◆ **DESCRIPTION OF THE TASK**
When a line in the entries contains the word "dirt", copy that line in full.

◆ **RECORDS PROVIDED**
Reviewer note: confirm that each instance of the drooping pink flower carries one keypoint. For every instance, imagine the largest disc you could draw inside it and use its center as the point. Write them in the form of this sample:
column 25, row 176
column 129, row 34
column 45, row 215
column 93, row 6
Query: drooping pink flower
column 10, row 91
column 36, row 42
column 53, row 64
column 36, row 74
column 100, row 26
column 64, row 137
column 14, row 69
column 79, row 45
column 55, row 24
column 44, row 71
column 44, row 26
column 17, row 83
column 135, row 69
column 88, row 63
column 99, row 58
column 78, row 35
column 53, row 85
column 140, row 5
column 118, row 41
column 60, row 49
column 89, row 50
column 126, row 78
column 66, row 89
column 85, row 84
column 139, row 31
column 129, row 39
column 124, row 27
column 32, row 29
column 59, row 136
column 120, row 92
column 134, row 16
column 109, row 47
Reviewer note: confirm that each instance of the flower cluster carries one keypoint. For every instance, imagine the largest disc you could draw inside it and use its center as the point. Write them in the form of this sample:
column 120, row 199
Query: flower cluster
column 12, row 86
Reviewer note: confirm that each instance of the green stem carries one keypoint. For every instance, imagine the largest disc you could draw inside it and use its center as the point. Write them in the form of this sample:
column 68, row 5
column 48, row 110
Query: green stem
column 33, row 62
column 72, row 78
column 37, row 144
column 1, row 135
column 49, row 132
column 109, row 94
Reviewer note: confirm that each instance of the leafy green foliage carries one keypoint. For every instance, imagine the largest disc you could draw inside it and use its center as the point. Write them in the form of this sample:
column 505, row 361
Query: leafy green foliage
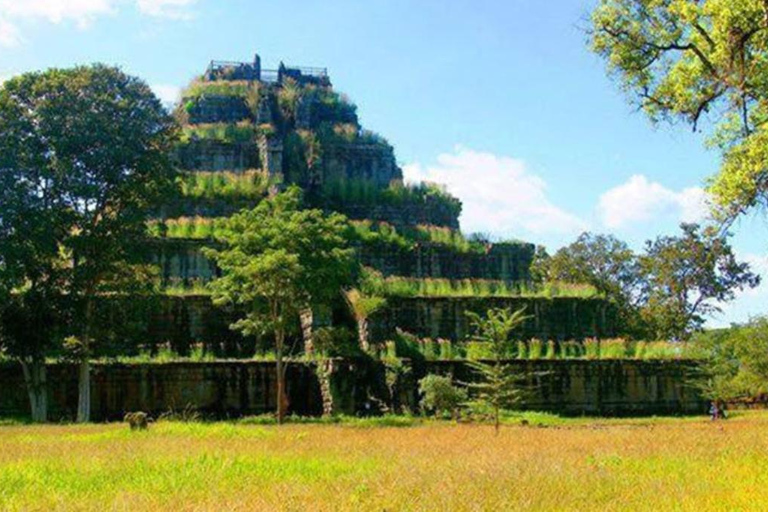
column 337, row 193
column 199, row 90
column 683, row 59
column 396, row 286
column 735, row 361
column 278, row 260
column 189, row 227
column 665, row 292
column 498, row 388
column 251, row 184
column 89, row 150
column 440, row 395
column 686, row 276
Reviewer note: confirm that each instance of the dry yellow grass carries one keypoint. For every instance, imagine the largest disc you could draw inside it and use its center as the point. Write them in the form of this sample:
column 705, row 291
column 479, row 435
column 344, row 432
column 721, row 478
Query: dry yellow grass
column 666, row 465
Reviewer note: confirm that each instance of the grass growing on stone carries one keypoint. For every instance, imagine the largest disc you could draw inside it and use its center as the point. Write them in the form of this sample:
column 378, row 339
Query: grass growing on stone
column 668, row 464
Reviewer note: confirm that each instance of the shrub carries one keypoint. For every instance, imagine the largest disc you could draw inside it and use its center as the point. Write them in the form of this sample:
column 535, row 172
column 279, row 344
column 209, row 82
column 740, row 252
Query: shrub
column 247, row 90
column 522, row 350
column 592, row 348
column 551, row 353
column 440, row 396
column 613, row 349
column 478, row 350
column 336, row 342
column 447, row 353
column 535, row 349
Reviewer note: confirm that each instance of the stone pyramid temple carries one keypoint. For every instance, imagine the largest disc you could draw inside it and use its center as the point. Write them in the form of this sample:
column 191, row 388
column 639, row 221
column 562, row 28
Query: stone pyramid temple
column 249, row 131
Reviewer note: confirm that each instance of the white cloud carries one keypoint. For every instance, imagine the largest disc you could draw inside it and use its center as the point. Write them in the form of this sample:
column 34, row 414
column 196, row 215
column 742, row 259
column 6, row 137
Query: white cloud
column 640, row 200
column 80, row 12
column 175, row 9
column 168, row 94
column 9, row 34
column 498, row 193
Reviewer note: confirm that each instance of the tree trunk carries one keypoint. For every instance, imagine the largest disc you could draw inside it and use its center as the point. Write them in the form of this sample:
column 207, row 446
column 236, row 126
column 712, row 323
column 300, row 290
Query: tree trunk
column 362, row 334
column 84, row 392
column 35, row 380
column 306, row 317
column 281, row 399
column 84, row 372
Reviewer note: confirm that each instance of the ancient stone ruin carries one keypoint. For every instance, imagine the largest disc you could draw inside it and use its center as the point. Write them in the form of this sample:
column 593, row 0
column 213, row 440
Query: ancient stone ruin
column 249, row 131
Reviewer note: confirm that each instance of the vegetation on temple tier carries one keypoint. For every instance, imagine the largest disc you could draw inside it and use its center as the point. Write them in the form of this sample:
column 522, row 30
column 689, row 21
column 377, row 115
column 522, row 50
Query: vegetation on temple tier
column 227, row 185
column 336, row 194
column 665, row 292
column 70, row 224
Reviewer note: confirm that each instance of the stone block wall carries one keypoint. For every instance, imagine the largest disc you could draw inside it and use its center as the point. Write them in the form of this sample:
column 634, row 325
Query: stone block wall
column 218, row 109
column 238, row 388
column 555, row 318
column 505, row 262
column 189, row 320
column 371, row 162
column 183, row 260
column 209, row 155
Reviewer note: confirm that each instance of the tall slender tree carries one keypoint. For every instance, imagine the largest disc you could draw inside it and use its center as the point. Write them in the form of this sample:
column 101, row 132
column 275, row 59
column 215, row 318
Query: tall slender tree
column 277, row 260
column 98, row 143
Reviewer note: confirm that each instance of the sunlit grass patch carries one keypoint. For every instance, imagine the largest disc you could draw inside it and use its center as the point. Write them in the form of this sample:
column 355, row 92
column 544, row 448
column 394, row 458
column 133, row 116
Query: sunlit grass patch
column 575, row 464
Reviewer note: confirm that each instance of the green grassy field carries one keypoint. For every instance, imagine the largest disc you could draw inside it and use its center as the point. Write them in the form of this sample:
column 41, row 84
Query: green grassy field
column 665, row 464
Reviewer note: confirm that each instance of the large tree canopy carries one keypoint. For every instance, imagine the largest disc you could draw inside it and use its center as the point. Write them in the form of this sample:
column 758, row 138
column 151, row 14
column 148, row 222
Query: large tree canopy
column 685, row 59
column 276, row 261
column 85, row 155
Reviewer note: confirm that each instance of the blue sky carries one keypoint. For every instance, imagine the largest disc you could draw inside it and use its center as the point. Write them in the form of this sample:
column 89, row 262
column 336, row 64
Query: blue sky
column 502, row 101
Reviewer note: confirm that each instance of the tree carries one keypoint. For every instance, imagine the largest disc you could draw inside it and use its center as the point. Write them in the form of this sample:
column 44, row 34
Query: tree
column 98, row 142
column 606, row 263
column 686, row 276
column 32, row 328
column 498, row 388
column 684, row 59
column 734, row 361
column 276, row 261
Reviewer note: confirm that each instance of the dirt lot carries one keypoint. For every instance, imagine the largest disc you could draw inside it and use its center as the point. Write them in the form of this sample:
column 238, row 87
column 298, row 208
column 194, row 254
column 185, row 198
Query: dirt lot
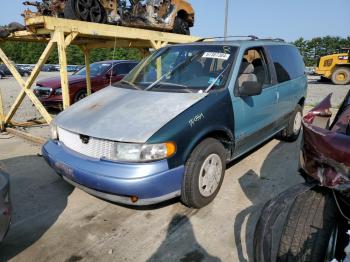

◆ **SOLUTION**
Reviewer note: confirm that each instance of the dirt lot carries one keypoint. For every instance, imagine the largest disc you could draw inside it and use its center as the point. Write them in the form of this sample:
Query: dirt lot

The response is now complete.